Data for this task
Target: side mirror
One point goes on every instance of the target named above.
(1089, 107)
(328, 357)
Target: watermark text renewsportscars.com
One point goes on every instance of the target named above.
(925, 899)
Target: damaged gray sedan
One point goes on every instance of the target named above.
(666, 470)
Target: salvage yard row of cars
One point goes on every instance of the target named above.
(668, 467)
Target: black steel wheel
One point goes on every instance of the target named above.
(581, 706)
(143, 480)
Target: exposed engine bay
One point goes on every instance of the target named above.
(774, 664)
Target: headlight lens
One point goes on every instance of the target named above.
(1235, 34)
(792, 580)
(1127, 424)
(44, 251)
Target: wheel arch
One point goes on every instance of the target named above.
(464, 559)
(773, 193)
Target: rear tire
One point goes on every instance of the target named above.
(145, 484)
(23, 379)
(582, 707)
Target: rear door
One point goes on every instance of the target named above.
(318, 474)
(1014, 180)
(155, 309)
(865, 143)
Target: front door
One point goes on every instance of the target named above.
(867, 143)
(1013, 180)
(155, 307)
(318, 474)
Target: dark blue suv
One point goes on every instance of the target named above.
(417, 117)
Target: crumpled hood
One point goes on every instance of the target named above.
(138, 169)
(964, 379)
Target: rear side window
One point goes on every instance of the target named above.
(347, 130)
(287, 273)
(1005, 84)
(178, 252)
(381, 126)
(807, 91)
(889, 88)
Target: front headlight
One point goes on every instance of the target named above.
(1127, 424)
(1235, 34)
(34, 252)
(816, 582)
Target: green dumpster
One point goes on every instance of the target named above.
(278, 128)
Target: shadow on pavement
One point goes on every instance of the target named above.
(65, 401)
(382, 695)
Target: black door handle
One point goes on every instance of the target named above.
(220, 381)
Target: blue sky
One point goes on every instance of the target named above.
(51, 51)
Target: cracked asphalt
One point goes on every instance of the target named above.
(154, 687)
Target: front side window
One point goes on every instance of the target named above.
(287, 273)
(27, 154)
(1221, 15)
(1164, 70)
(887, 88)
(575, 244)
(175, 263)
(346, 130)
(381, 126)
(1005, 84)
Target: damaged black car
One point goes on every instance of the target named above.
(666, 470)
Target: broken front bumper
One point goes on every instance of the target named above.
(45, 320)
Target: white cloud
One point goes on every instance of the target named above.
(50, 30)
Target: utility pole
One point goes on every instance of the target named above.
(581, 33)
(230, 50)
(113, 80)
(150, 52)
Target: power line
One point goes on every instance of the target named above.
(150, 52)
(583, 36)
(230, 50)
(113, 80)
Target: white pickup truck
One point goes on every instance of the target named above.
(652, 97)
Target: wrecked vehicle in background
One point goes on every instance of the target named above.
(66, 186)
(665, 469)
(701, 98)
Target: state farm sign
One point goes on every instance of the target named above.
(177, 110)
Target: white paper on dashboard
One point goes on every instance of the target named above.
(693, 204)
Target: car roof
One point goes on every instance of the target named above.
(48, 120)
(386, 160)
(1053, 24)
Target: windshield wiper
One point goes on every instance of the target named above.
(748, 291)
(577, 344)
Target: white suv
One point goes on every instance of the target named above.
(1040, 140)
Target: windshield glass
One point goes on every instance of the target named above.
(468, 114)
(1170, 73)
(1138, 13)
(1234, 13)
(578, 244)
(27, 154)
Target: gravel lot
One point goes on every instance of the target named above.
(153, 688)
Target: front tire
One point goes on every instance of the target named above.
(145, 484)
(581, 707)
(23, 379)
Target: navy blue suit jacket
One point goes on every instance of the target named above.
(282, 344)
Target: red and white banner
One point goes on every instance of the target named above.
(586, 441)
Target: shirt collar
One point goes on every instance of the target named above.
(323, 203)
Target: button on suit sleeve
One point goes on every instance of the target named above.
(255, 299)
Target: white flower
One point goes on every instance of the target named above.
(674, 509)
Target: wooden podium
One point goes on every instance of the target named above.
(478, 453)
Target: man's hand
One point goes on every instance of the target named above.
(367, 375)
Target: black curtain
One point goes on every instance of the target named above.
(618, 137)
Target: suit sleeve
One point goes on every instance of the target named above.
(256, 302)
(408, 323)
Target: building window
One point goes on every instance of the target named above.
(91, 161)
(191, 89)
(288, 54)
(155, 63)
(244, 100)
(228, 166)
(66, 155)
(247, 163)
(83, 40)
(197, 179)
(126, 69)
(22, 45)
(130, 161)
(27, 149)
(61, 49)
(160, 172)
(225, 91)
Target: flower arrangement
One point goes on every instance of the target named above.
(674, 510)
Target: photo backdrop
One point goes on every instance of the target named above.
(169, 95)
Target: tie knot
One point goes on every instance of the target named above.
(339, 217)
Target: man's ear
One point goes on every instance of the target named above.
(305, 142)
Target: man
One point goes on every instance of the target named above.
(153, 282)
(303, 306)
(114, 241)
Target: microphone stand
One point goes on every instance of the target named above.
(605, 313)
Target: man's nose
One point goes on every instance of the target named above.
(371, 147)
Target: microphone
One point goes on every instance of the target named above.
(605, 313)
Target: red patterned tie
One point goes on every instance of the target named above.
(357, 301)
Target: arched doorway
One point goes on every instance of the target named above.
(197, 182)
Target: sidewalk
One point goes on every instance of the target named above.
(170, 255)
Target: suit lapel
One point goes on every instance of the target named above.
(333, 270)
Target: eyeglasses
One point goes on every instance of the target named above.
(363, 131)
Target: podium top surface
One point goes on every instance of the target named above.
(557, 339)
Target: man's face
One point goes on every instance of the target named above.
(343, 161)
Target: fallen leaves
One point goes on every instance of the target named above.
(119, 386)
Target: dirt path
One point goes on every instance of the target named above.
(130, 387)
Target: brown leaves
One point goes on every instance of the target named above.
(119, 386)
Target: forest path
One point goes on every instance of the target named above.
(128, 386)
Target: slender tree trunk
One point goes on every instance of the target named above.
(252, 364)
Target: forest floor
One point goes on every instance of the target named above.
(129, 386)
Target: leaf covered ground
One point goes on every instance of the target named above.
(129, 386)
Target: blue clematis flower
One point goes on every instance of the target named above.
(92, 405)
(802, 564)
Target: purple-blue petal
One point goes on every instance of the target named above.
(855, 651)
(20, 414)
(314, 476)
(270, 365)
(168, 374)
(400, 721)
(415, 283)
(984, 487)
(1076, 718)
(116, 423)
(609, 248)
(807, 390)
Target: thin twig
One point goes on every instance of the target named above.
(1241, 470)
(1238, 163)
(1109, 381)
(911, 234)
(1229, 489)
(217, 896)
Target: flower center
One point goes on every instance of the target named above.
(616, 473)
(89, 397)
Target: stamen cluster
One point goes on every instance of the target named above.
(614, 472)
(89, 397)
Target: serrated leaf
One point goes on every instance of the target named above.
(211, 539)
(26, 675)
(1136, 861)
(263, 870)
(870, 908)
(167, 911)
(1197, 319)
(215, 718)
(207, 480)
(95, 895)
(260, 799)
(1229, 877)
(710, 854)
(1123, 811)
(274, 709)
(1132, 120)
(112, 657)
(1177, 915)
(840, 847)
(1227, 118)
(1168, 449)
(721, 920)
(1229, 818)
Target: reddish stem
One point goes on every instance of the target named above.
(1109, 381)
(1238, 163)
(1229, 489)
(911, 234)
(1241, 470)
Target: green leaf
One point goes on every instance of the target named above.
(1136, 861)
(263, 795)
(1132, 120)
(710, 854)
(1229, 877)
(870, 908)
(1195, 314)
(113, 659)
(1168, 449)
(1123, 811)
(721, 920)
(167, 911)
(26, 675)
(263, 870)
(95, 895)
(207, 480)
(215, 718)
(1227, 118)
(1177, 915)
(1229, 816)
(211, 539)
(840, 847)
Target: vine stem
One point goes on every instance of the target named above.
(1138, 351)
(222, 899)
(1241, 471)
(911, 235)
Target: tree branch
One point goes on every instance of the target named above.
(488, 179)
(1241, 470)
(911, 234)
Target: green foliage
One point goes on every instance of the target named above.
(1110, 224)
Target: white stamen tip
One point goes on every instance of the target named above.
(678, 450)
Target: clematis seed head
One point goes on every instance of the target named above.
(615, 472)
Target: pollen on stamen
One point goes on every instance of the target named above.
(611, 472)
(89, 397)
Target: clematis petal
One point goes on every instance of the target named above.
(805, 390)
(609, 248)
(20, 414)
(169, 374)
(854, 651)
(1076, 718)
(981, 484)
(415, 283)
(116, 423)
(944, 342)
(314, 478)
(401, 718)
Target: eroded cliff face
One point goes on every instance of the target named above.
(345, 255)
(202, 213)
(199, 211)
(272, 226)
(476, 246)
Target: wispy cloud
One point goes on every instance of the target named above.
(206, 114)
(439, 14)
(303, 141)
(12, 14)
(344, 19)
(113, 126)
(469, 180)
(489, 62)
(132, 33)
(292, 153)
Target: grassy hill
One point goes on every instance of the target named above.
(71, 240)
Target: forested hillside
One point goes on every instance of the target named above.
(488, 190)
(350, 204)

Instructions for the task
Exactly and exclusively, repeat the lines from the line that contains "Target: eroded cliff face" through the end of the records, both ends included.

Solved exercise
Target: eroded cliff face
One point goes on every instance of the target named above.
(345, 255)
(202, 213)
(199, 211)
(272, 226)
(476, 246)
Target: wispy cloud
One point goes on every instance of the target named above.
(206, 114)
(439, 14)
(303, 141)
(12, 14)
(344, 19)
(113, 126)
(469, 180)
(489, 62)
(132, 33)
(292, 153)
Target: grassy hill
One point goes on every instance of the target named above.
(71, 240)
Target: forested hillside
One point goes on every instance of the target named above.
(488, 190)
(350, 204)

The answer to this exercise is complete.